PASSAGE GIVEN:
From October 24, 1987, until May 8, 1988, Wallace received LHWCA benefits at the rate of $616.96 per week. In November, 1987, Wallace notified Ryan-Walsh that he would file a claim for benefits under the TWCA. Plaintiff's counsel also communicated the filing of the state law claim to Ryan-Walsh in April, 1988.

Wallace presented himself for re-employment on May 8, 1988. Ryan-Walsh immediately refused to rehire him on the basis that he was unfit to return to his duties under the provisions of the collective bargaining agreement between Ryan-Walsh and the ILA. Defendant's position induced Wallace to file his Original Petition in state court on June 16, 1988. Wallace's state court Petition is grounded solely under article 8307c of the TWCA3 and raises no issue of federal law. Article 8307c proscribes discrimination against employees who file claims for benefits under the TWCA, commonly known as retaliatory discharge.

Wallace also instigated grievance procedures through the ILA. In its original hearing on June 15, 1988,4 the Appeals Committee ordered Wallace to report and submit to a physical examination. Wallace failed to comply. At the "Step II" hearing held on June 23, 1988, the Appeals Committee refused to refer Wallace to Ryan-Walsh for re-employment. On July 25, 1988, the Texas Industrial Accident Board issued an order awarding Wallace $9,471 in accrued benefits at the rate of $231.00 per week from October 23, 1987 until August 7, 1988, and $18,830.35 in benefits for future disability.

TASK REQUIREMENTS:
**1.** Answer the following questions using the passage on Wallace's dispute with Ryan-Walsh.
(a) At what weekly rate did Wallace receive LHWCA benefits from October 24, 1987, until May 8, 1988?
(b) On what date did Wallace file his Original Petition in state court?
(c) What did the Appeals Committee order Wallace to do at its original hearing?
**2.** Summarize the passage on Wallace's dispute with Ryan-Walsh in three sentences.
**3.** Extend the passage on Wallace's dispute with Ryan-Walsh, beginning after its final sentence.

INFORMATION SHOWN:

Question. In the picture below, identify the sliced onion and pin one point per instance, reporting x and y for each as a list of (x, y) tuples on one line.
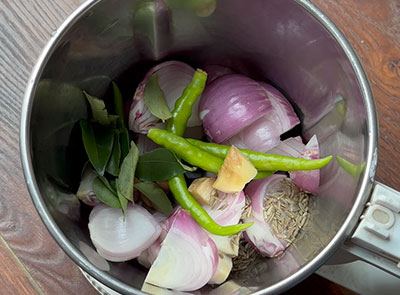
[(291, 147), (173, 77), (260, 136), (118, 239), (308, 180), (260, 234), (188, 257), (228, 209), (283, 108), (231, 103), (216, 71), (264, 134)]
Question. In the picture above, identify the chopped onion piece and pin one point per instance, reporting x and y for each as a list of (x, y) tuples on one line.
[(291, 147), (260, 234), (216, 71), (308, 180), (231, 103), (283, 108), (228, 209), (188, 257), (260, 136), (264, 134), (118, 239), (173, 77), (223, 270)]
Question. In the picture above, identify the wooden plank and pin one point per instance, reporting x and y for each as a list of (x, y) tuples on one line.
[(15, 278), (25, 28), (372, 27)]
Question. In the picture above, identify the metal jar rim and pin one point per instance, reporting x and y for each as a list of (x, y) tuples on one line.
[(108, 280)]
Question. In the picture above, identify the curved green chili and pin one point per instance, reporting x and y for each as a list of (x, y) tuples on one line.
[(261, 161), (190, 153), (183, 149), (185, 199), (176, 125), (183, 106)]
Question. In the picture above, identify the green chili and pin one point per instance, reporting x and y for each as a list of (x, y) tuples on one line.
[(264, 162), (185, 199), (183, 106), (183, 149), (190, 153), (177, 125)]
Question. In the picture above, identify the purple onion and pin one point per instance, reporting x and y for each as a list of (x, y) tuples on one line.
[(216, 71), (120, 239), (188, 257), (173, 77), (308, 180), (231, 103)]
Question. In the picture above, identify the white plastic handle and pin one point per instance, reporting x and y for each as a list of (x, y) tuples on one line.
[(376, 239)]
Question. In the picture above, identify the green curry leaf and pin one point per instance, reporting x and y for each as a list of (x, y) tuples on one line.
[(113, 162), (158, 165), (98, 141), (125, 181), (156, 196), (99, 111), (104, 194)]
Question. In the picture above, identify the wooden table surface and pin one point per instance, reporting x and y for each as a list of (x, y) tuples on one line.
[(30, 261)]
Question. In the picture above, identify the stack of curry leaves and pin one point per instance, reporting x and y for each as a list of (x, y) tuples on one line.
[(115, 157)]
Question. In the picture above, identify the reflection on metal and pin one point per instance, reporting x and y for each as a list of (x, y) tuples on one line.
[(288, 43), (152, 29)]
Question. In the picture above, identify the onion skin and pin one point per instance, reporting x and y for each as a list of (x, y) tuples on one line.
[(291, 147), (229, 104), (173, 77), (260, 235), (308, 180), (288, 117), (264, 134), (118, 239), (188, 257), (216, 71)]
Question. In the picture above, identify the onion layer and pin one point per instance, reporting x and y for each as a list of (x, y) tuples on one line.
[(216, 71), (118, 239), (308, 180), (231, 103), (264, 134), (188, 257), (173, 77), (259, 234)]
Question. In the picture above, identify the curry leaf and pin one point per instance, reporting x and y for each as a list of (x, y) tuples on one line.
[(158, 165), (126, 176), (98, 141), (118, 102), (108, 184), (156, 195), (99, 111), (124, 141), (104, 194), (113, 162), (154, 99)]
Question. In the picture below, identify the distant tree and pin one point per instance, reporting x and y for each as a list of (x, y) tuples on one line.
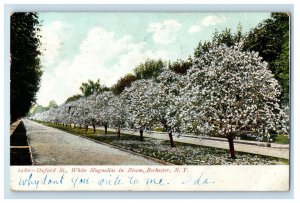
[(271, 39), (123, 83), (73, 98), (25, 70), (150, 69), (52, 104), (181, 66), (92, 87), (218, 38)]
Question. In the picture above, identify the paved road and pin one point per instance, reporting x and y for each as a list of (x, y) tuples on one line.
[(277, 150), (54, 147)]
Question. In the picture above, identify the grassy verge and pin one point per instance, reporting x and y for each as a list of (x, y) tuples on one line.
[(182, 154)]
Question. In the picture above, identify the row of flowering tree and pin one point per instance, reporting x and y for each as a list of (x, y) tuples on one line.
[(226, 93)]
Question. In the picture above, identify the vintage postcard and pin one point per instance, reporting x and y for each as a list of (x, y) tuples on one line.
[(149, 101)]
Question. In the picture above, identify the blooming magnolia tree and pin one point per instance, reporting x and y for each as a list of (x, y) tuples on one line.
[(139, 99), (167, 104), (118, 113), (230, 92), (102, 109)]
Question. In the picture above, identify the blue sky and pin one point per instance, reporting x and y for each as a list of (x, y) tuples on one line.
[(78, 46)]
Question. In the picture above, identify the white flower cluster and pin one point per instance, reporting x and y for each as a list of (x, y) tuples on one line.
[(226, 91)]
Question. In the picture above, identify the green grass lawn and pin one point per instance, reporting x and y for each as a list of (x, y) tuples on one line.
[(182, 154)]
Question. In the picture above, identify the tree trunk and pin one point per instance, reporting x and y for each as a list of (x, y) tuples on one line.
[(119, 132), (231, 145), (171, 139), (94, 127), (141, 134), (105, 128)]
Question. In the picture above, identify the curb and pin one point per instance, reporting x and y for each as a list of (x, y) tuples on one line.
[(121, 149)]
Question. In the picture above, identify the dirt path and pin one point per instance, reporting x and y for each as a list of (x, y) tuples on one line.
[(277, 150), (54, 147)]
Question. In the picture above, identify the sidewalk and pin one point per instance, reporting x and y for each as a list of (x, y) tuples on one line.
[(276, 150), (51, 146)]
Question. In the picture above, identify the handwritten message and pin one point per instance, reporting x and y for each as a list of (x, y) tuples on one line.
[(137, 178)]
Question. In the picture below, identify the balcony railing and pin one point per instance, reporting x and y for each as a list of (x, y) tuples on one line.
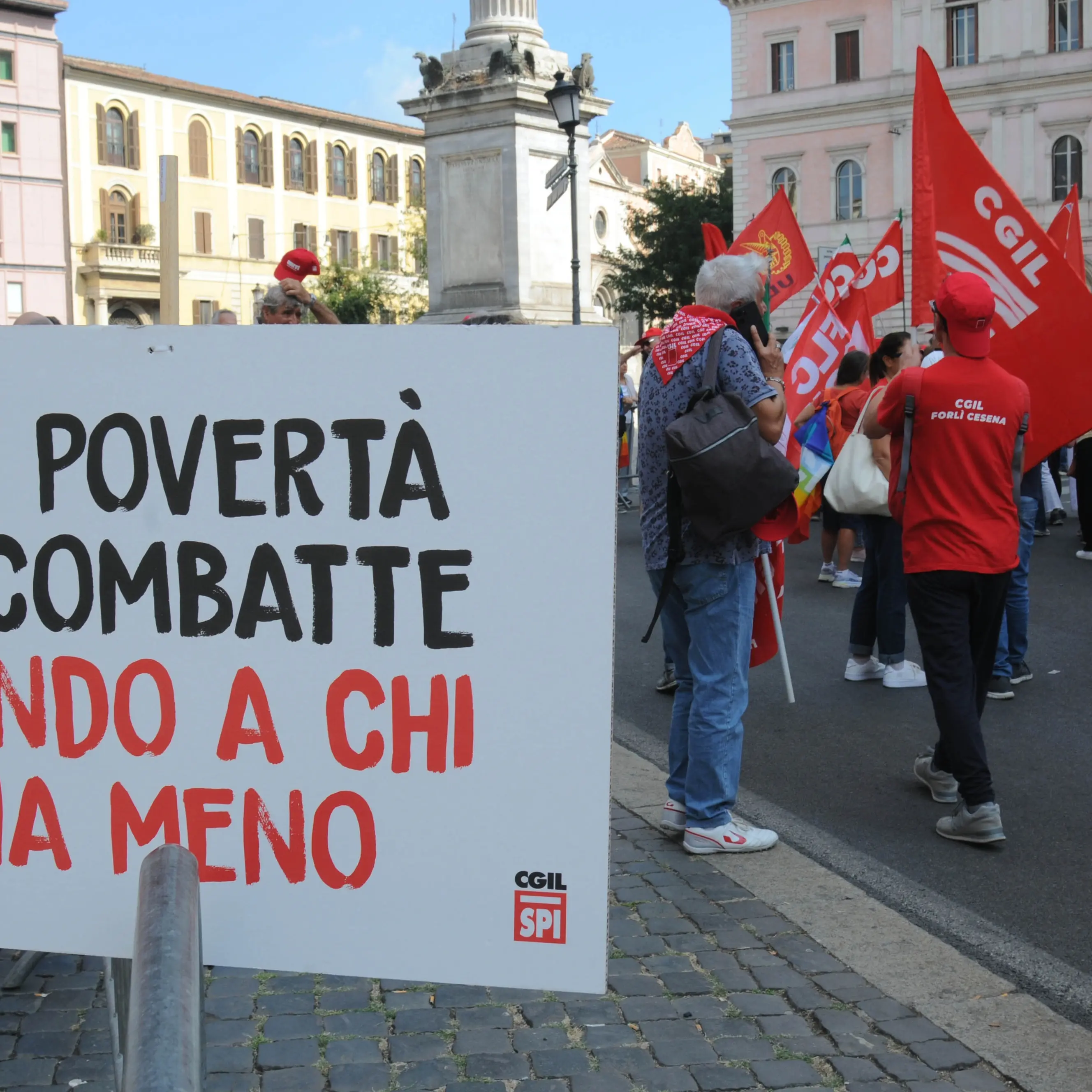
[(122, 257)]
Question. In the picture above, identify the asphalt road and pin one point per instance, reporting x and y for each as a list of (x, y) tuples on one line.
[(841, 761)]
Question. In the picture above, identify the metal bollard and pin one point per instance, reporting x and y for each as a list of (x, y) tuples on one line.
[(165, 1041)]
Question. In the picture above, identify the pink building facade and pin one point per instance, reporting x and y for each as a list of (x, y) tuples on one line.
[(33, 233), (823, 102)]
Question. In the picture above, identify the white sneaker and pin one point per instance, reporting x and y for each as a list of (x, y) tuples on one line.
[(862, 673), (908, 674), (673, 818), (738, 836)]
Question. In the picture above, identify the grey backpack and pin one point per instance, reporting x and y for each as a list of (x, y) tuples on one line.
[(723, 477)]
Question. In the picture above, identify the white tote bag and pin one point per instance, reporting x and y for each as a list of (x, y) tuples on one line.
[(855, 484)]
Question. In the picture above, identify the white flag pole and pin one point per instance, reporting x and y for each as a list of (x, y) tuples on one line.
[(776, 614)]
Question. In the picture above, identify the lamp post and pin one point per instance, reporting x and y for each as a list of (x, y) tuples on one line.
[(565, 100)]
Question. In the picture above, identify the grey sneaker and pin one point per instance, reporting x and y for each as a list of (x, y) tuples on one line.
[(942, 785), (981, 825)]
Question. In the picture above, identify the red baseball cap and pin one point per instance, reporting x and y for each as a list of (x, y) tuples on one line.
[(967, 304), (296, 265)]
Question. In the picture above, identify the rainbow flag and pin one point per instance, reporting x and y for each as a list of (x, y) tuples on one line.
[(816, 457)]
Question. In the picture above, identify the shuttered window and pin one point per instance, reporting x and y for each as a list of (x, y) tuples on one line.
[(783, 66), (848, 57), (252, 169), (962, 35), (202, 233), (256, 238), (199, 150)]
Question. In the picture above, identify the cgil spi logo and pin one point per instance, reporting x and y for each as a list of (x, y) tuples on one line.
[(540, 908)]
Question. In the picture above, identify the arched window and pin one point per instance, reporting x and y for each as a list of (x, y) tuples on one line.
[(378, 177), (784, 178), (199, 150), (117, 224), (295, 164), (115, 138), (1067, 167), (849, 189), (416, 183), (338, 171), (252, 161)]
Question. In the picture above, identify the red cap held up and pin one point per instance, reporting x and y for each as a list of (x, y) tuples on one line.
[(967, 304), (296, 265)]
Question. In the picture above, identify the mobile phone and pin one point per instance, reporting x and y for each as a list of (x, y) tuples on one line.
[(747, 316)]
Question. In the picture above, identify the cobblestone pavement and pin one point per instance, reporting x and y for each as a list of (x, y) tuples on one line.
[(709, 991)]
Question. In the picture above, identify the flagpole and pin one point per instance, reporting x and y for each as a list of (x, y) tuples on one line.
[(902, 273), (782, 655)]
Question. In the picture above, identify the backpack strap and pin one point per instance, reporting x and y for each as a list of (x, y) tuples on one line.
[(676, 553), (1018, 460), (709, 378), (675, 550), (914, 378)]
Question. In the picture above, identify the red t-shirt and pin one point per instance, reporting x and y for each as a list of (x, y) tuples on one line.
[(960, 514)]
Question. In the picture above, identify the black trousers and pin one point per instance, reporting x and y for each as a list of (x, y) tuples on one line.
[(958, 616), (1083, 456)]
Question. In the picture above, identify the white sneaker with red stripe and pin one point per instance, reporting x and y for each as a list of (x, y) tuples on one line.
[(738, 836), (673, 818)]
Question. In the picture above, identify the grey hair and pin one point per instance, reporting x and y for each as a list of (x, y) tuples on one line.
[(275, 296), (730, 280)]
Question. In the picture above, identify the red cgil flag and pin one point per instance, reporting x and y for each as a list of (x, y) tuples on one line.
[(1065, 233), (881, 278), (713, 238), (776, 233), (968, 219)]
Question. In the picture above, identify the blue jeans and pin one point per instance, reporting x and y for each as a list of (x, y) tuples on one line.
[(707, 624), (879, 611), (1013, 643)]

RESULTS OF THE TASKS:
**1.**
(a) $616.96 per week.
(b) June 16, 1988.
(c) Report and submit to a physical examination.

**2.** Wallace received LHWCA benefits from October 1987 until May 1988, and he notified Ryan-Walsh that he would file a claim for benefits under the TWCA. Ryan-Walsh refused to rehire him on May 8, 1988, on the ground that he was unfit to return to his duties under the collective bargaining agreement, and this led Wallace to file a state court petition grounded solely under article 8307c of the TWCA, which proscribes discrimination against employees who file claims for benefits. Wallace also pursued grievance procedures through the ILA, where the Appeals Committee refused to refer him for re-employment, and the Texas Industrial Accident Board later awarded him accrued benefits and benefits for future disability.

**3.**
Ryan-Walsh removed the case from state court on July 15, 1988, and shortly thereafter filed its Motion to Dismiss. Ryan-Walsh's removal pursuant to 28 U.S. C. § 1441 is based on both diversity5 and federal question jurisdiction. On July 26, 1988, plaintiff filed the motion at bar.

II. DIVERSITY JURISDICTION

Plaintiff's Motion to Remand is grounded on 28 U.S.C. § 1445(c): "A civil action in any State court arising under the workmen's compensation laws of such State may not be removed to any district court of the United States." Defendant's removal on diversity grounds, therefore, cannot be sustained if an action brought under article 8307c is viewed as "arising under" Texas workmen's compensation laws within the meaning of § 1445(c). Congress enacted § 1445(c) in order to restrict diversity jurisdiction. Thomas v. Kroger Co., 583 F.Supp. 1031, 1036 (S.D.W.Va.1984); Fernandez v. Reynolds Metals Co., 384 F.Supp. 1281, 1283 (S.D.Tex.1974); National Sur. Corp. v. Chamberlain, 171 F.Supp. 591, 594-95 (N.D.Tex.1959); S.Rep. No. 1830, 85th Cong., 2nd Sess., reprinted in 1958 U.S.Code Cong. & Admin. News 3099, 3103-06.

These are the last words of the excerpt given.